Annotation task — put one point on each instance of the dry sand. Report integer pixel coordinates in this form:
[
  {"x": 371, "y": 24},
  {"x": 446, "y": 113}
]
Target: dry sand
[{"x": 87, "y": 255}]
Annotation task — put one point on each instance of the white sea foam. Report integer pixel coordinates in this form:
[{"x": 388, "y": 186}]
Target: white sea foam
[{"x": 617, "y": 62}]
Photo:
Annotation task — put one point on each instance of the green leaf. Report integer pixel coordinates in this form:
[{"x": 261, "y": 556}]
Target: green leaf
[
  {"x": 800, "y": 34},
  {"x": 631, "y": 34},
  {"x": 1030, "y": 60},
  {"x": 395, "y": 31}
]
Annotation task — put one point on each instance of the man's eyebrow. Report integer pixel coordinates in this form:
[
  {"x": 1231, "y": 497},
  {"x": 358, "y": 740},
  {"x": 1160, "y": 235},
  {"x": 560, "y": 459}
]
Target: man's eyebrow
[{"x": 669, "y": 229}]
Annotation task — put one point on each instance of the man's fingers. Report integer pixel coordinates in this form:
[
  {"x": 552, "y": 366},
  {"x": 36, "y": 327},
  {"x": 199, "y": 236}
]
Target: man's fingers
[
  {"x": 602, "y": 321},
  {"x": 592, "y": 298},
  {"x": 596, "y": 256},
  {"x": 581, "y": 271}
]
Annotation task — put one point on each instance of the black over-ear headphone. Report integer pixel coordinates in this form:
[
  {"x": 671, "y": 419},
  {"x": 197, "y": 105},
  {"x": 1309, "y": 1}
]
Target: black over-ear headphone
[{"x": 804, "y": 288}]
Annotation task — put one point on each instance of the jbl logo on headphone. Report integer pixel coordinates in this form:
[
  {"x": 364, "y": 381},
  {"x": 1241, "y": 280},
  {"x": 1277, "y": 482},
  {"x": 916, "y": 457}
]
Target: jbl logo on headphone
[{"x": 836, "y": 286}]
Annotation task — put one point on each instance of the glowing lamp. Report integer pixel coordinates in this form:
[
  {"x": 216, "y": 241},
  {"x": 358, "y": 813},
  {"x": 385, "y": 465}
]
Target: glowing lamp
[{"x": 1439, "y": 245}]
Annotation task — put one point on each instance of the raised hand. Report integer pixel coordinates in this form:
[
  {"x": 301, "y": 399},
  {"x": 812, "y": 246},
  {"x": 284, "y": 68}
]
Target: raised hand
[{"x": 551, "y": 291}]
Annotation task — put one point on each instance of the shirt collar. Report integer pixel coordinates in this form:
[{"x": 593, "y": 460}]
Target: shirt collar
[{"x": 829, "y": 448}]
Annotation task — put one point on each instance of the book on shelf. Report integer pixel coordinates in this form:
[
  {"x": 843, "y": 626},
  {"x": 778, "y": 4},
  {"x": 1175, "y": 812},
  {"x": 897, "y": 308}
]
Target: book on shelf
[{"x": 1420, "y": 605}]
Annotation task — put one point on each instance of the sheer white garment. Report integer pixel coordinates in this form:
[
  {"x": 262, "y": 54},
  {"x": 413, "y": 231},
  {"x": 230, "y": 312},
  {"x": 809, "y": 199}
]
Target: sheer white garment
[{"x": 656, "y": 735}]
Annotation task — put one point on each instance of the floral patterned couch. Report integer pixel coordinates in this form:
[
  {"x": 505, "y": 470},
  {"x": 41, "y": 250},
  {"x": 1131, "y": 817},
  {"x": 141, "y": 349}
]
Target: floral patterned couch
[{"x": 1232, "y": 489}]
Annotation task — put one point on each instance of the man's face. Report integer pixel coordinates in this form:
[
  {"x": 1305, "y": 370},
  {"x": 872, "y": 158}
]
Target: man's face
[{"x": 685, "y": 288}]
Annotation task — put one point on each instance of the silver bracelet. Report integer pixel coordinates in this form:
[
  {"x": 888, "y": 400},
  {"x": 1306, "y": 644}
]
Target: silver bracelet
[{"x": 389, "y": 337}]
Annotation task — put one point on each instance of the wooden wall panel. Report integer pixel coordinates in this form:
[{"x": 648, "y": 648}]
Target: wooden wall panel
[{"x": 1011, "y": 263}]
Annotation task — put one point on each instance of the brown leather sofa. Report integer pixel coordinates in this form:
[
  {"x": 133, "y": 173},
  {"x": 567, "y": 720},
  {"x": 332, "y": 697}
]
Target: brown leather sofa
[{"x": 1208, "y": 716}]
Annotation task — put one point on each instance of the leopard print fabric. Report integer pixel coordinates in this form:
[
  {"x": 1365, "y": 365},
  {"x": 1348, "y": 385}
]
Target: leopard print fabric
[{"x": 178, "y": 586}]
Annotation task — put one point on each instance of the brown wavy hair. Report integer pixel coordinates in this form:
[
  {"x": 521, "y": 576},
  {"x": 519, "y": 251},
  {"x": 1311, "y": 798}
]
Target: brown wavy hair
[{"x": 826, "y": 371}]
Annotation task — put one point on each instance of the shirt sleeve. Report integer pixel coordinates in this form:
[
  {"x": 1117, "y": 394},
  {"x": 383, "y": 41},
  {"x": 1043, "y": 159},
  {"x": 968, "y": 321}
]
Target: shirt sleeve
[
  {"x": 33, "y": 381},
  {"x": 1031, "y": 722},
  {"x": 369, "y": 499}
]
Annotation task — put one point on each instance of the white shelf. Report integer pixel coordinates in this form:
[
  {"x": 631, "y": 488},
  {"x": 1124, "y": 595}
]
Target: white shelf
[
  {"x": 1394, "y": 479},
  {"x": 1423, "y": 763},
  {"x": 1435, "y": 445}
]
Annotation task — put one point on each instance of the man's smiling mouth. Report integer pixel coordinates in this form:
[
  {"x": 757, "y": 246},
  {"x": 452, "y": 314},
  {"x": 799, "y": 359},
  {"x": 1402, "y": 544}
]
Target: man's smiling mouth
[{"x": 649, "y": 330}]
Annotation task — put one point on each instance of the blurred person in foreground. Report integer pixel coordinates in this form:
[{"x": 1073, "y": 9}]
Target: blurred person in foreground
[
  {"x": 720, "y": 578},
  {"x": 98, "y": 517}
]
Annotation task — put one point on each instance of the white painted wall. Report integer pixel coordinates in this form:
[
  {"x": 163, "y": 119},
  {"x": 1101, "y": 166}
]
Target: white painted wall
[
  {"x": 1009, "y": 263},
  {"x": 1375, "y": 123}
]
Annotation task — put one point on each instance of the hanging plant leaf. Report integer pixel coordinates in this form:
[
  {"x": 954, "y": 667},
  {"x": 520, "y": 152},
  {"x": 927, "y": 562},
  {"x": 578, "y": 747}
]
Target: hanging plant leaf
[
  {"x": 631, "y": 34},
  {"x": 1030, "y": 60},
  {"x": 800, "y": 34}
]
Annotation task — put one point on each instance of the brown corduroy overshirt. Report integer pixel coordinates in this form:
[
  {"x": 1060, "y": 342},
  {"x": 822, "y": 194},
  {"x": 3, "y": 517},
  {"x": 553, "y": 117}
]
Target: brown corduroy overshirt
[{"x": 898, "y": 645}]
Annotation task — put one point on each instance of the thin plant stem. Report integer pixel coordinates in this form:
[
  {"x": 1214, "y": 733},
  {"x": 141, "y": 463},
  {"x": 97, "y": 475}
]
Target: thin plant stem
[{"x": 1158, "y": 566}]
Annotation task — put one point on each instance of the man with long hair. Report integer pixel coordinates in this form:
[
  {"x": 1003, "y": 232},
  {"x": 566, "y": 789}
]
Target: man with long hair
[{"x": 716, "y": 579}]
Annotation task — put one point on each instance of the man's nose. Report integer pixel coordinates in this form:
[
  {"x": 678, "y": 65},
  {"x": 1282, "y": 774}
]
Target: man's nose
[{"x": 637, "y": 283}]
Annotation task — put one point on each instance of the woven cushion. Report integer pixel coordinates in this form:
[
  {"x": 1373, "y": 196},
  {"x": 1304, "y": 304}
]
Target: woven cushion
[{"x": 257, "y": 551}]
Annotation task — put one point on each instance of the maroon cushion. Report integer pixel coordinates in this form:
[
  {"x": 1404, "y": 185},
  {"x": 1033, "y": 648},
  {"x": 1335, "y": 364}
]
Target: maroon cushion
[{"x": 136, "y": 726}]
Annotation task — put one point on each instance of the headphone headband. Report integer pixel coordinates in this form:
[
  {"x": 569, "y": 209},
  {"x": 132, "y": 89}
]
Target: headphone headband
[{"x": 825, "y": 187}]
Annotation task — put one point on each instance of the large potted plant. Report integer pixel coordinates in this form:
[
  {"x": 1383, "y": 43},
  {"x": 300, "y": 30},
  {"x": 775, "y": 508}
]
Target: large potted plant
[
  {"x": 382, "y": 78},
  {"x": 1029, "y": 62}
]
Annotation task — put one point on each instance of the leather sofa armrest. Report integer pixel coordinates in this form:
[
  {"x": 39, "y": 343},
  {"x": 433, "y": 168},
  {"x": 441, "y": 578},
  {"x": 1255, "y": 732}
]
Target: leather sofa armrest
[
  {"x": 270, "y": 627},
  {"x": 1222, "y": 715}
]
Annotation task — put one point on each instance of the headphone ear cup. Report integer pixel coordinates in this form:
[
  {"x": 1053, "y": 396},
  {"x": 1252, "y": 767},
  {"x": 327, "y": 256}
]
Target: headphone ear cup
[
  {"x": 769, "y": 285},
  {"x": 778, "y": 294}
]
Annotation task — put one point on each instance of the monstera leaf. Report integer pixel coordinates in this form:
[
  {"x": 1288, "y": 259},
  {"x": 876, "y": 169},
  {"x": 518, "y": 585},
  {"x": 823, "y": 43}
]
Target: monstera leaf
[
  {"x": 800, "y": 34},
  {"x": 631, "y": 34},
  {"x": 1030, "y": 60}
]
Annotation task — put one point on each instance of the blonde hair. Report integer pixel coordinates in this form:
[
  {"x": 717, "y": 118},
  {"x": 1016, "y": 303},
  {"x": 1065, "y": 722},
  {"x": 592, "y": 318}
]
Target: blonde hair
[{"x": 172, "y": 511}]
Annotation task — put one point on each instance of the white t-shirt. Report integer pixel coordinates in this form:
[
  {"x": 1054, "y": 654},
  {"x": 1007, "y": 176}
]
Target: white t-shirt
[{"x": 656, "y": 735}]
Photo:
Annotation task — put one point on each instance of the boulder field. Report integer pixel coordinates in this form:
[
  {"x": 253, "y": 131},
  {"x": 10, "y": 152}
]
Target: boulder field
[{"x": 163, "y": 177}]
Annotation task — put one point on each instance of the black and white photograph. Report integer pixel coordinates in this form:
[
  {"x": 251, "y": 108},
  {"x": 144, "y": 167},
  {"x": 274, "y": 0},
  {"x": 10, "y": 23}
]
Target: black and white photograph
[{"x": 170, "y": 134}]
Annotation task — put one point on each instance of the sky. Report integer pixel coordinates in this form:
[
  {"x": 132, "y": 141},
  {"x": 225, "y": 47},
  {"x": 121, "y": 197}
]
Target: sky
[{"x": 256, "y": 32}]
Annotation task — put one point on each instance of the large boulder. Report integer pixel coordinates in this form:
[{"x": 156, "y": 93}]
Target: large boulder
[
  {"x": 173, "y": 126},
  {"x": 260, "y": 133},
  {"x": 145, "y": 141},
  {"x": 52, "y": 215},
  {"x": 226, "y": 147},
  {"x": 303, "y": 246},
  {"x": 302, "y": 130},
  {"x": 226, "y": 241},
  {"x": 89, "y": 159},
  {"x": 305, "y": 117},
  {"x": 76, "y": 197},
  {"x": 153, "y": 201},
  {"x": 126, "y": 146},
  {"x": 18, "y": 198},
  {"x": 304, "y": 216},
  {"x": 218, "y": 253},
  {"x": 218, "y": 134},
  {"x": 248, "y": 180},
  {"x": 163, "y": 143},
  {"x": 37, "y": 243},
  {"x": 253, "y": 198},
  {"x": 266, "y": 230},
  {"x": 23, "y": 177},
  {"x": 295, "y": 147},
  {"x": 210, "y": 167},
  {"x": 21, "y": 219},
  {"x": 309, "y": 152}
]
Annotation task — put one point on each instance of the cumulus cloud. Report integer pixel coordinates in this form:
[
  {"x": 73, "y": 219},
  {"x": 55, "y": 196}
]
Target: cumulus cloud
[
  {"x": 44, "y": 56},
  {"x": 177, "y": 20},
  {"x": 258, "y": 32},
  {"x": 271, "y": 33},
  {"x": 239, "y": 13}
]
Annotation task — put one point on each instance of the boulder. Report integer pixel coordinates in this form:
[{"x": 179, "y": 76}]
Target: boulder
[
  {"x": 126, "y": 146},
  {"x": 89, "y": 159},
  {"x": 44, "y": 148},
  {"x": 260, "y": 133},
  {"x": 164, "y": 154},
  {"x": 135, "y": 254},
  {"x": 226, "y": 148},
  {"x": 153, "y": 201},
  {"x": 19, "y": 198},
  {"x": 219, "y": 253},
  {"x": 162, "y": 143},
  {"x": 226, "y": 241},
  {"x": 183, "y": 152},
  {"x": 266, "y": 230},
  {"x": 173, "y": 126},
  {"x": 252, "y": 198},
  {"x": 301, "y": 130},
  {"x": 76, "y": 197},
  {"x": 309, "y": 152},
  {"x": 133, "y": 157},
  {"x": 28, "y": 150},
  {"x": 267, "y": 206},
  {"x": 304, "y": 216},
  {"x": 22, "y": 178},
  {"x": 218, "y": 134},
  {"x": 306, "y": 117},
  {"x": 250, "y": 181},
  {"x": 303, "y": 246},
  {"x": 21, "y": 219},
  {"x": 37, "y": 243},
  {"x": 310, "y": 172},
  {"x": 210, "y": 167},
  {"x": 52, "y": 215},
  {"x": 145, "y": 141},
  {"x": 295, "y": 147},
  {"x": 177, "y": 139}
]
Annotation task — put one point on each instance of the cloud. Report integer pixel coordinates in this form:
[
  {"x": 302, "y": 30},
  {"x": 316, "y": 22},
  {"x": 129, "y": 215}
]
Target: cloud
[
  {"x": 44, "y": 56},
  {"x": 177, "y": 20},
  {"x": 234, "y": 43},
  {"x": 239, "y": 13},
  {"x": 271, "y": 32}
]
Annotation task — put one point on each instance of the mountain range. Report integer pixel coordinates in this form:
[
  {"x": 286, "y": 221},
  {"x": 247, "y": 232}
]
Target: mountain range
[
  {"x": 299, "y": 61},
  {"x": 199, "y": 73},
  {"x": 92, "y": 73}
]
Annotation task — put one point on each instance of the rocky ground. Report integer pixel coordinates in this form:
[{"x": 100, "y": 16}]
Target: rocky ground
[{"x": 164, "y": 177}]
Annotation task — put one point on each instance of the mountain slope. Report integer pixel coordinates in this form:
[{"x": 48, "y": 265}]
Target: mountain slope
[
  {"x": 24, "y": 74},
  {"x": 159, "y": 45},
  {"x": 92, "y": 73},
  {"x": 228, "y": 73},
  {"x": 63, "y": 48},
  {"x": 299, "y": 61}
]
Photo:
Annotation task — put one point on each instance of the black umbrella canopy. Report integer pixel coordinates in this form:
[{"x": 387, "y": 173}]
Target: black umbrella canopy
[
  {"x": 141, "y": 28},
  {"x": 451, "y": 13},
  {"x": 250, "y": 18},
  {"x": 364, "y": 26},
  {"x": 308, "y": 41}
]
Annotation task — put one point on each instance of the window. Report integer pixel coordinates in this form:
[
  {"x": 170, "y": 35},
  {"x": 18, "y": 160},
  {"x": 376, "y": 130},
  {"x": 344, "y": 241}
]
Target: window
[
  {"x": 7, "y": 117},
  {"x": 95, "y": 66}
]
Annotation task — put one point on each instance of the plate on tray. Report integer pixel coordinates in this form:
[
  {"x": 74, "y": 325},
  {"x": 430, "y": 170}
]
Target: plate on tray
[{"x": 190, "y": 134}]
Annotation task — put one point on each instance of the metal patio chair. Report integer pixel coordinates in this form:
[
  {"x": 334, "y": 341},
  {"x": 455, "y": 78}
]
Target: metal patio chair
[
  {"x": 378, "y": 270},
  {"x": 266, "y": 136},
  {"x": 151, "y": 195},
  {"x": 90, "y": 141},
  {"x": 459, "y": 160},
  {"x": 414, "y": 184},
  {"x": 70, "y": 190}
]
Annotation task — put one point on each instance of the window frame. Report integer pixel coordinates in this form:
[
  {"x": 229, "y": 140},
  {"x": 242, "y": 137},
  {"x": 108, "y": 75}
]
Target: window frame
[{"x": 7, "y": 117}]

______

◆ **REQUIREMENT**
Reproduce the lines from the one containing "the mountain range." to the end of the entries, keeping both ends and adding nothing.

◆ **OUTPUT BELOW**
Annotation task — put one point on each instance of the mountain range. Report integer pixel coordinates in this form:
[
  {"x": 286, "y": 221},
  {"x": 247, "y": 232}
]
Target: mountain range
[
  {"x": 299, "y": 61},
  {"x": 199, "y": 73},
  {"x": 92, "y": 73}
]
Annotation task — put one point on each instance of the rocky ground. Report integer pixel coordinates in this form:
[{"x": 100, "y": 16}]
Target: rocky ground
[{"x": 164, "y": 177}]
Annotation task — put one point on each instance of the mountain slope. Report integer pixel coordinates in this form:
[{"x": 48, "y": 265}]
Target: mountain slope
[
  {"x": 24, "y": 74},
  {"x": 159, "y": 45},
  {"x": 92, "y": 73},
  {"x": 228, "y": 73},
  {"x": 63, "y": 48},
  {"x": 299, "y": 61}
]
Photo:
Annotation task — put one point on each instance of the black umbrella canopy. Report integer pixel coordinates in this form:
[{"x": 387, "y": 173}]
Target: black umbrella canopy
[
  {"x": 141, "y": 28},
  {"x": 451, "y": 13},
  {"x": 250, "y": 18},
  {"x": 364, "y": 26},
  {"x": 308, "y": 41}
]
Annotation task — put one point on each instance of the window. Report integer pixel coordinates in this form:
[
  {"x": 170, "y": 35},
  {"x": 18, "y": 160},
  {"x": 376, "y": 130},
  {"x": 344, "y": 241}
]
Target: window
[
  {"x": 7, "y": 117},
  {"x": 95, "y": 66}
]
Annotation task — put one point on each instance of the plate on tray. Report integer pixel coordinates in this form:
[
  {"x": 74, "y": 325},
  {"x": 430, "y": 170}
]
Target: plate on tray
[{"x": 190, "y": 134}]
Annotation task — put one point on each instance of the metal patio chair. Report integer pixel coordinates in this form:
[
  {"x": 334, "y": 341},
  {"x": 455, "y": 78}
]
Target: metal patio chair
[
  {"x": 378, "y": 270},
  {"x": 266, "y": 136},
  {"x": 151, "y": 195},
  {"x": 90, "y": 141},
  {"x": 459, "y": 160},
  {"x": 414, "y": 184},
  {"x": 70, "y": 190}
]
Annotation task — put one point on each instance of the window frame. Report integer pixel coordinates in this form:
[
  {"x": 229, "y": 140},
  {"x": 242, "y": 137},
  {"x": 108, "y": 75}
]
Target: window frame
[{"x": 7, "y": 117}]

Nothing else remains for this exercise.